## [Given passage]
-- Opening Marker --

False Positive Drug Tests and CPS

September 16, 2015 Abuse and Neglect Attorney

When an expectant mother arrives at a hospital, ready to deliver her baby into the waiting arms of medical staff, one of the many processes she is required to undergo is blood work. For many mothers, this isn’t even something they’re aware of. Samples are drawn and whisked away for analysis without a word. And for a woman in labor, it’s just one more needle poke, one more test, one more item on a laundry list of things she is ignoring right now. Her attention is elsewhere. On the baby she is delivering.

 
But for one Michigan woman living in Minot, North Dakota, those tests changed the entire outcome. Shanika Lister, her husband and their two children, are  originally from Michigan. They moved to North Dakota a while ago, and it was there, in Trinity Health Hospital, that Lister gave birth to the couple’s third child.

 
But somehow, the blood work taken from Lister during her stay in the hospital tested positive for methamphetamine. So Ward County Social Services, the North Dakota equivalent of CPS, came to the hospital the day after she gave birth, and took her baby away.

 
Lister, naturally, was furious. As someone who had no meth in her system at all, a fact that she was certain of, it was an insult and a disgrace to be accused of drug abuse during her pregnancy. The truth was that Lister had been taking an over-the-counter cold medicine for a few days, which she says caused a false positive drug test.

 
In addition, Lister has a problem with the methodology. According to her, the test process has no guidelines that staff are required to follow, and is open to racial prejudice. The day Lister’s baby was taken, she submitted to a second test, this time a urinalysis, the results of which were completely free of any meth traces.

-- Closing Marker --

## [Work to be completed]
Duplicate word for word the portion of the article on a false positive drug test that begins with the words containing "Lister, naturally, was" and ends with "any meth traces.". The lines that follow the article can be set aside, since they are not needed here.

(Saved entries)
-- Opening Marker --

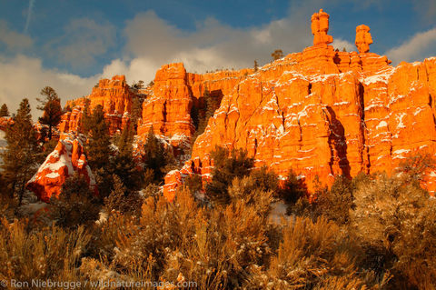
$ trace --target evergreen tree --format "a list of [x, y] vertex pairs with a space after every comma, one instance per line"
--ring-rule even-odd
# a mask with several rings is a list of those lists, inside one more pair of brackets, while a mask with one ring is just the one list
[[214, 204], [225, 205], [230, 202], [228, 187], [232, 181], [248, 175], [254, 159], [248, 157], [243, 149], [233, 148], [229, 154], [228, 149], [220, 146], [216, 146], [211, 155], [214, 167], [212, 180], [206, 185], [206, 194]]
[[147, 140], [144, 146], [144, 162], [145, 168], [154, 173], [154, 182], [161, 182], [164, 178], [164, 167], [167, 165], [167, 157], [164, 145], [154, 135], [153, 126], [150, 127]]
[[276, 49], [272, 54], [271, 54], [271, 56], [272, 56], [272, 60], [281, 59], [283, 57], [283, 52], [282, 49]]
[[6, 127], [7, 146], [1, 154], [5, 183], [10, 196], [18, 196], [19, 205], [23, 200], [25, 184], [37, 169], [39, 148], [35, 135], [29, 100], [24, 99], [20, 103], [14, 124]]
[[9, 110], [7, 109], [6, 104], [3, 104], [2, 107], [0, 108], [0, 117], [1, 116], [8, 116], [9, 115]]
[[102, 197], [104, 197], [112, 190], [111, 156], [114, 151], [102, 105], [99, 105], [94, 109], [86, 127], [89, 130], [86, 156], [91, 169], [96, 175], [99, 192]]
[[44, 111], [39, 122], [48, 125], [48, 139], [52, 140], [53, 127], [55, 127], [61, 122], [61, 116], [64, 114], [61, 107], [61, 99], [54, 89], [50, 86], [43, 88], [40, 94], [45, 97], [43, 99], [36, 98], [41, 104], [37, 106], [38, 110]]

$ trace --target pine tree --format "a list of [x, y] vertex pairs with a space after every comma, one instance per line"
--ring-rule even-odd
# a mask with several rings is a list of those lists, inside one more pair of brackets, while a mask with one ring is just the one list
[[7, 146], [1, 154], [5, 183], [10, 196], [18, 196], [19, 205], [23, 200], [25, 184], [37, 169], [39, 148], [35, 135], [29, 100], [24, 99], [20, 103], [14, 124], [6, 127]]
[[84, 99], [84, 111], [82, 112], [82, 117], [80, 119], [80, 130], [85, 135], [88, 134], [89, 126], [90, 126], [90, 124], [89, 124], [91, 119], [90, 108], [89, 108], [90, 103], [91, 103], [90, 99], [88, 98]]
[[112, 190], [111, 156], [114, 151], [102, 105], [99, 105], [94, 109], [86, 127], [89, 130], [86, 156], [93, 173], [96, 175], [95, 180], [103, 198]]
[[8, 116], [9, 115], [9, 110], [7, 109], [6, 104], [3, 104], [2, 107], [0, 108], [0, 117], [2, 116]]
[[86, 153], [92, 169], [105, 169], [113, 154], [109, 130], [102, 105], [97, 105], [89, 118]]
[[44, 111], [39, 122], [48, 125], [48, 139], [52, 140], [53, 127], [55, 127], [61, 122], [61, 116], [64, 114], [61, 107], [61, 99], [54, 89], [50, 86], [43, 88], [40, 94], [45, 97], [44, 99], [36, 98], [41, 104], [37, 106], [37, 109]]
[[247, 152], [243, 149], [229, 150], [216, 146], [211, 152], [213, 159], [212, 180], [206, 185], [206, 194], [214, 204], [225, 205], [230, 202], [228, 187], [232, 181], [250, 174], [250, 169], [254, 165], [254, 159], [247, 156]]

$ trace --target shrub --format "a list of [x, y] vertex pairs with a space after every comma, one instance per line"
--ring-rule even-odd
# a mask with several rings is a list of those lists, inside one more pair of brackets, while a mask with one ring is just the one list
[[315, 222], [296, 217], [284, 225], [282, 235], [268, 268], [251, 266], [251, 288], [367, 289], [375, 285], [371, 276], [357, 273], [346, 234], [325, 217]]
[[84, 177], [75, 173], [66, 179], [59, 197], [52, 196], [48, 210], [57, 225], [72, 228], [95, 221], [100, 204]]
[[315, 204], [315, 215], [323, 215], [338, 225], [346, 225], [352, 207], [352, 184], [345, 176], [336, 176], [332, 188], [318, 196]]
[[67, 231], [55, 225], [28, 232], [25, 220], [0, 225], [0, 279], [80, 281], [74, 268], [90, 240], [84, 227]]

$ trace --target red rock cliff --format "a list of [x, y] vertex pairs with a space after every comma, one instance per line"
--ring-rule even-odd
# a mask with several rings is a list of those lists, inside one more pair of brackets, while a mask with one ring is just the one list
[[103, 106], [109, 130], [114, 134], [129, 121], [133, 97], [137, 95], [130, 89], [124, 75], [114, 75], [111, 80], [101, 79], [87, 97], [66, 103], [65, 107], [69, 107], [70, 111], [63, 115], [59, 130], [62, 133], [81, 130], [82, 113], [85, 100], [89, 99], [91, 111], [98, 105]]
[[54, 150], [27, 183], [27, 189], [48, 203], [52, 196], [59, 196], [66, 178], [77, 172], [85, 177], [90, 189], [96, 192], [95, 180], [84, 154], [83, 141], [73, 135], [59, 140]]
[[[330, 185], [336, 175], [391, 173], [408, 154], [436, 153], [436, 58], [392, 67], [386, 56], [368, 53], [369, 29], [365, 47], [356, 41], [361, 54], [335, 52], [327, 45], [328, 22], [319, 25], [313, 46], [227, 90], [191, 160], [166, 176], [169, 199], [185, 175], [208, 178], [216, 145], [246, 148], [256, 166], [282, 176], [292, 168], [309, 190], [315, 175]], [[427, 177], [424, 185], [434, 191], [436, 173]]]

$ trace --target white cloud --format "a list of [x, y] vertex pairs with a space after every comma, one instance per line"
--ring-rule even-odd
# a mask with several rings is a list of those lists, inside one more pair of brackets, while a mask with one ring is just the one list
[[[45, 85], [53, 86], [64, 101], [88, 95], [99, 78], [114, 75], [125, 75], [129, 84], [138, 80], [147, 83], [154, 78], [159, 67], [172, 62], [183, 62], [188, 71], [198, 73], [215, 68], [251, 67], [254, 60], [263, 65], [271, 61], [271, 53], [275, 49], [282, 49], [287, 55], [311, 45], [310, 17], [317, 10], [313, 7], [322, 7], [325, 3], [325, 0], [293, 2], [285, 18], [248, 28], [235, 28], [207, 18], [198, 23], [194, 31], [185, 31], [153, 11], [139, 13], [126, 23], [123, 54], [106, 65], [101, 74], [91, 77], [46, 69], [39, 58], [18, 55], [5, 60], [0, 55], [0, 103], [6, 103], [12, 111], [26, 96], [35, 109], [35, 99]], [[92, 65], [115, 41], [112, 25], [87, 18], [70, 21], [64, 32], [63, 37], [46, 45], [45, 52], [78, 67]], [[0, 41], [1, 37], [0, 34]], [[335, 39], [333, 45], [341, 50], [354, 49], [343, 39]], [[34, 115], [36, 115], [35, 111]]]
[[436, 27], [426, 32], [417, 33], [398, 47], [385, 53], [393, 64], [401, 61], [420, 61], [434, 55], [436, 51]]
[[32, 38], [28, 35], [10, 30], [7, 23], [0, 19], [0, 43], [6, 45], [9, 51], [22, 51], [32, 45]]
[[9, 111], [15, 112], [18, 104], [25, 97], [32, 105], [34, 120], [40, 115], [36, 111], [35, 98], [40, 96], [41, 89], [49, 85], [54, 88], [63, 103], [91, 93], [99, 75], [83, 78], [75, 75], [45, 69], [38, 58], [22, 55], [13, 59], [0, 59], [0, 104], [5, 103]]
[[118, 70], [128, 80], [149, 81], [156, 69], [173, 62], [183, 62], [188, 71], [198, 73], [250, 67], [254, 60], [266, 64], [275, 49], [288, 54], [311, 45], [310, 25], [300, 19], [287, 17], [240, 29], [207, 18], [197, 24], [195, 31], [187, 32], [171, 25], [153, 11], [141, 13], [124, 29], [124, 53], [130, 57], [114, 60], [104, 67], [104, 75]]
[[89, 67], [114, 44], [115, 28], [110, 23], [78, 18], [71, 20], [64, 27], [64, 35], [47, 44], [45, 50], [74, 68]]

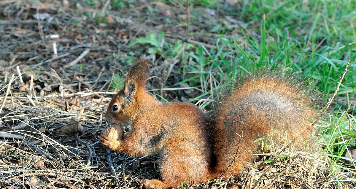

-- Closing Marker --

## [Final answer]
Lister, naturally, was furious. As someone who had no meth in her system at all, a fact that she was certain of, it was an insult and a disgrace to be accused of drug abuse during her pregnancy. The truth was that Lister had been taking an over-the-counter cold medicine for a few days, which she says caused a false positive drug test.

 
In addition, Lister has a problem with the methodology. According to her, the test process has no guidelines that staff are required to follow, and is open to racial prejudice. The day Lister’s baby was taken, she submitted to a second test, this time a urinalysis, the results of which were completely free of any meth traces.